▸ **Exercise details**
Set down, word for word, the part of the day trading passage below that runs from "It will also" up to and including "price is moving.".

Day trading in financial markets is not something I like to see in clients.
I prefer having clients take a long-term investing perspective, utilizing passive management strategies. Day trading – also known as stock flipping or high frequency trading – is the polar opposite to this. Active management to the nth degree.
Successfully flipping stocks, bonds, and other asset classes is a tricky business. One that requires expertise, adequate time to research and continually monitor your portfolio, and nerves of steel in volatile markets. A closet full of Milk of Magnesia might not hurt either.
That said, many individuals want to learn about day trading. A look at this topic today.
SmartMoney Magazine takes a look Inside the Life of a Stock Flipper. The article is well worth a read for those who wish to become day traders. And for those with no desire to flip assets, reading the article will reinforce your decision.
There Are Lots of Day Traders
As I said above, day trading is not my cup of tea (or vodka, tequila, et al). But many, many people do engage in stock flipping. And not just the Matt’s of the world.
In 2010, 70 percent of all purchases and sales of all stocks and bonds in the world were made by high-frequency-trading programs, called algo-bots. And that figure has increased since then.
As computing power increases and more complex software develops, high frequency trading may continue to rise. Even if you do not want to become a day trader, it is useful to read about how they operate.
It will also help you understand what is taking place when the next “flash crash” occurs.
Day Trading is Not Investing
High frequency traders are not investors. They are pure speculators. What do they do?
They gamble. When Matt decides to buy stock in a company, he has no interest in the price/earnings ratio, who the CEO is or what the sales figures are. He’s only going to own these shares for a few seconds before selling them, hopefully, for 5 or 20 cents more than he paid. All he cares about is how the stock price is moving.
If you want a career in speculating, consider becoming a day trader.
If you want to build wealth for a comfortable retirement, focus on being an investor.
Day Trading is Not Fundamental
High frequency traders utilize technical analysis in their trading.
the simplest and most important day-trading move is “trend following”: If a stock is shooting up, buy some and ride it up until it falls. “Fading a move” is where you think a stock has ridden far enough up, so you bet against it by shorting it, hopefully predicting its downward movement.
Whereas fundamental analysis involves assessing the qualitative and quantitative “fundamentals” of a company (and its peers, benchmarks, etc.) to determine if it is a potentially good investment.

▸ **Record excerpts**
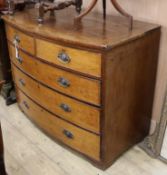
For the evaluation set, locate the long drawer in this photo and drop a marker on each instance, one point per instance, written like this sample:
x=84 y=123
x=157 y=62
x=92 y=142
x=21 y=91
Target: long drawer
x=77 y=138
x=79 y=60
x=24 y=41
x=81 y=114
x=82 y=88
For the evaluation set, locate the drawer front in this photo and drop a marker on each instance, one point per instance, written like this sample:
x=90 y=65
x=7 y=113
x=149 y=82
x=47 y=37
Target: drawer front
x=82 y=88
x=81 y=114
x=77 y=138
x=24 y=41
x=78 y=60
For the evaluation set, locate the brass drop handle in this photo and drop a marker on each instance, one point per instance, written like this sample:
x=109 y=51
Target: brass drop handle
x=68 y=134
x=65 y=107
x=26 y=104
x=22 y=82
x=63 y=57
x=16 y=42
x=16 y=39
x=63 y=82
x=19 y=59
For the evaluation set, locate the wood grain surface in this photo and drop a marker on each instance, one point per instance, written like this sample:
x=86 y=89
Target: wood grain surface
x=81 y=114
x=82 y=141
x=79 y=87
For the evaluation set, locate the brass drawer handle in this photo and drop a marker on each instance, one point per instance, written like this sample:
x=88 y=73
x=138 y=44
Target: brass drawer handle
x=19 y=59
x=26 y=104
x=68 y=134
x=22 y=82
x=63 y=57
x=63 y=82
x=65 y=107
x=16 y=39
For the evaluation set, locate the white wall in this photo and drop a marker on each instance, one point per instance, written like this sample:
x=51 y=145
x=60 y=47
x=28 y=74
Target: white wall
x=152 y=11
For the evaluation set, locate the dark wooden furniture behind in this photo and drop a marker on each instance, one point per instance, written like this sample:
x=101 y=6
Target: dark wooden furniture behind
x=89 y=85
x=2 y=165
x=5 y=73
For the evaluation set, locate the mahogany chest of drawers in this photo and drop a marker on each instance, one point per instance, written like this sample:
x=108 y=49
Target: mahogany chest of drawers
x=89 y=85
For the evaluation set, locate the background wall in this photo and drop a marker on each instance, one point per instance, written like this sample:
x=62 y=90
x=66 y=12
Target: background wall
x=154 y=11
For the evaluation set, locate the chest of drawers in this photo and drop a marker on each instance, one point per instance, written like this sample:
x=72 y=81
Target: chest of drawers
x=89 y=85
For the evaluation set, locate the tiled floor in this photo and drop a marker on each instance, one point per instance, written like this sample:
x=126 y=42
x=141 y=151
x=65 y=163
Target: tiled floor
x=29 y=152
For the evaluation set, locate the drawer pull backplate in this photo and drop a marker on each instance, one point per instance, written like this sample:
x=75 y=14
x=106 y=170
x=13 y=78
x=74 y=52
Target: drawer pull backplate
x=63 y=82
x=68 y=134
x=63 y=57
x=65 y=107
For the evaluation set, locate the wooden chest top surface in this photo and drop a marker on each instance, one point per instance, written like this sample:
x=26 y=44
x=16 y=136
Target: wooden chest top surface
x=62 y=28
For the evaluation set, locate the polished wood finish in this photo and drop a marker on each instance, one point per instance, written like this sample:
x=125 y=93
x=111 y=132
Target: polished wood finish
x=2 y=163
x=85 y=61
x=127 y=104
x=80 y=114
x=82 y=140
x=25 y=42
x=90 y=34
x=124 y=70
x=80 y=87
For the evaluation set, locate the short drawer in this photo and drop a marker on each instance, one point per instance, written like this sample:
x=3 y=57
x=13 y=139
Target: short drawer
x=24 y=41
x=80 y=87
x=81 y=114
x=79 y=139
x=75 y=59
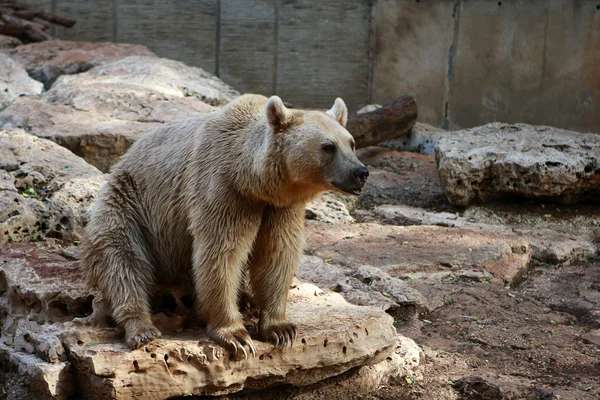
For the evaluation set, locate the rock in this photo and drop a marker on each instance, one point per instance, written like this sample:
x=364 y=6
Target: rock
x=99 y=114
x=369 y=108
x=357 y=383
x=475 y=387
x=368 y=287
x=592 y=337
x=404 y=250
x=46 y=61
x=45 y=380
x=422 y=138
x=160 y=75
x=397 y=177
x=45 y=190
x=550 y=242
x=14 y=82
x=42 y=288
x=499 y=160
x=9 y=42
x=331 y=207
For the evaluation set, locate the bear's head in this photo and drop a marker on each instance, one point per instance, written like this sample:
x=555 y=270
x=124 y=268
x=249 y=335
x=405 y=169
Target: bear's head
x=319 y=151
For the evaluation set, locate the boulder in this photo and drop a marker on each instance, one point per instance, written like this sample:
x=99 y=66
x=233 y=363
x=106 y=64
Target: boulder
x=14 y=81
x=48 y=316
x=367 y=286
x=400 y=177
x=9 y=42
x=553 y=242
x=422 y=138
x=99 y=114
x=500 y=160
x=160 y=75
x=45 y=190
x=407 y=251
x=46 y=61
x=331 y=207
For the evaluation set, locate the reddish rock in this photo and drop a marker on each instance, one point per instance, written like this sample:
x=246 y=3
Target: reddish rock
x=403 y=250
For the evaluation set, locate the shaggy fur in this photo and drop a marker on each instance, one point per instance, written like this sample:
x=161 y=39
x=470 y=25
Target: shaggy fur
x=209 y=196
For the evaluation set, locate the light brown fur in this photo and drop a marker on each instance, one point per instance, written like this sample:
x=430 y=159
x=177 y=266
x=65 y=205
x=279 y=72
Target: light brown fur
x=209 y=196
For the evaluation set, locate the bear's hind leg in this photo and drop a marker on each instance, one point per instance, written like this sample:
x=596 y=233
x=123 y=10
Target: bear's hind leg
x=218 y=262
x=117 y=264
x=273 y=262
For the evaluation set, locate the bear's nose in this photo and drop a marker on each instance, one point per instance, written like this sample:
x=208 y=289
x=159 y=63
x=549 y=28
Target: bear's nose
x=361 y=173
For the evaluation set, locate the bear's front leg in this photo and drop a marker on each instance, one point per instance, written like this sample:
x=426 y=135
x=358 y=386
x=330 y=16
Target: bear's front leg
x=223 y=238
x=273 y=262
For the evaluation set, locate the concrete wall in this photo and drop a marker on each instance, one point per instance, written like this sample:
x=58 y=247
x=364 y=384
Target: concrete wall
x=474 y=61
x=467 y=62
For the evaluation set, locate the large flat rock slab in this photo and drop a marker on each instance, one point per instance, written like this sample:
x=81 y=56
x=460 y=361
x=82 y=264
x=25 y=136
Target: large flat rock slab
x=45 y=190
x=552 y=240
x=49 y=317
x=46 y=61
x=403 y=251
x=501 y=160
x=99 y=114
x=14 y=82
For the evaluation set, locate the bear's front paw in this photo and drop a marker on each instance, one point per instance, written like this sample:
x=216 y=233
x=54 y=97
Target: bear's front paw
x=282 y=333
x=235 y=339
x=138 y=333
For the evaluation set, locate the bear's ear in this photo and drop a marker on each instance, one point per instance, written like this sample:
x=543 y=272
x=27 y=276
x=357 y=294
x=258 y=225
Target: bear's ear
x=339 y=111
x=278 y=116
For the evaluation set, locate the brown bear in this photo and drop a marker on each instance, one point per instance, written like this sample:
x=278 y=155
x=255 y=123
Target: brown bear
x=210 y=197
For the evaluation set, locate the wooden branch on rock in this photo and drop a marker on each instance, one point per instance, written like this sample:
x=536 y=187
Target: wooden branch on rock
x=388 y=122
x=28 y=23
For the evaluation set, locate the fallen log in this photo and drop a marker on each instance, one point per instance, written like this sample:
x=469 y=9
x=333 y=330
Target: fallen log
x=388 y=122
x=28 y=23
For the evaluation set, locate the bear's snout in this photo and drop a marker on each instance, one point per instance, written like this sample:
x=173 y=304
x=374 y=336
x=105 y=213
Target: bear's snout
x=361 y=173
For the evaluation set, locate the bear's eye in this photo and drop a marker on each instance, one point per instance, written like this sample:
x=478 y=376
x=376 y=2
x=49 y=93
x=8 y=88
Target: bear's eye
x=329 y=148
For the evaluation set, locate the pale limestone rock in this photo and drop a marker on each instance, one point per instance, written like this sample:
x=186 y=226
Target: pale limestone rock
x=331 y=207
x=46 y=61
x=14 y=82
x=99 y=114
x=47 y=190
x=41 y=288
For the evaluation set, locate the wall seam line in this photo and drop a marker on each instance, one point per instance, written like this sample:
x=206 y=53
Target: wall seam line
x=450 y=67
x=218 y=39
x=275 y=89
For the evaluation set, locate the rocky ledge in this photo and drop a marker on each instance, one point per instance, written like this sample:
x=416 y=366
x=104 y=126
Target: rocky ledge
x=499 y=160
x=58 y=334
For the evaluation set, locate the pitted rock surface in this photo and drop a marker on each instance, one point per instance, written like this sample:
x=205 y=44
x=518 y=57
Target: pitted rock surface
x=45 y=190
x=74 y=338
x=9 y=42
x=14 y=82
x=498 y=160
x=99 y=114
x=46 y=61
x=331 y=207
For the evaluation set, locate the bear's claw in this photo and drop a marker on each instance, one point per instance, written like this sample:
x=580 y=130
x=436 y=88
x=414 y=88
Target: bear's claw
x=235 y=340
x=140 y=334
x=280 y=334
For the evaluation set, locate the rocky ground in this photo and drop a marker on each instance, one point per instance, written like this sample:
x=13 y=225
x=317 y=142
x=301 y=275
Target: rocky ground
x=502 y=298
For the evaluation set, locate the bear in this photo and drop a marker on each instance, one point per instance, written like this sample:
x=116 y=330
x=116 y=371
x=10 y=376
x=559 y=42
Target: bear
x=208 y=198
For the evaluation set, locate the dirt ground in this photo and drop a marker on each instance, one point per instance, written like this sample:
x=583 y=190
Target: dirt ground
x=486 y=341
x=489 y=341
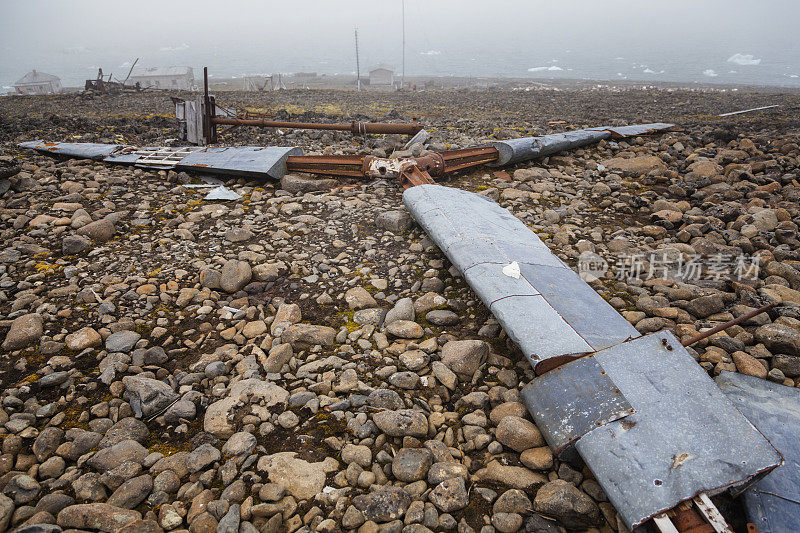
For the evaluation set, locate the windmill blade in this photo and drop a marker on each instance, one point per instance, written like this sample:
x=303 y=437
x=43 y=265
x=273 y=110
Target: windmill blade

▸ **Response**
It will also help you understand what is taking place when the next “flash crash” occurs.
Day Trading is Not Investing
High frequency traders are not investors. They are pure speculators. What do they do?
They gamble. When Matt decides to buy stock in a company, he has no interest in the price/earnings ratio, who the CEO is or what the sales figures are. He’s only going to own these shares for a few seconds before selling them, hopefully, for 5 or 20 cents more than he paid. All he cares about is how the stock price is moving.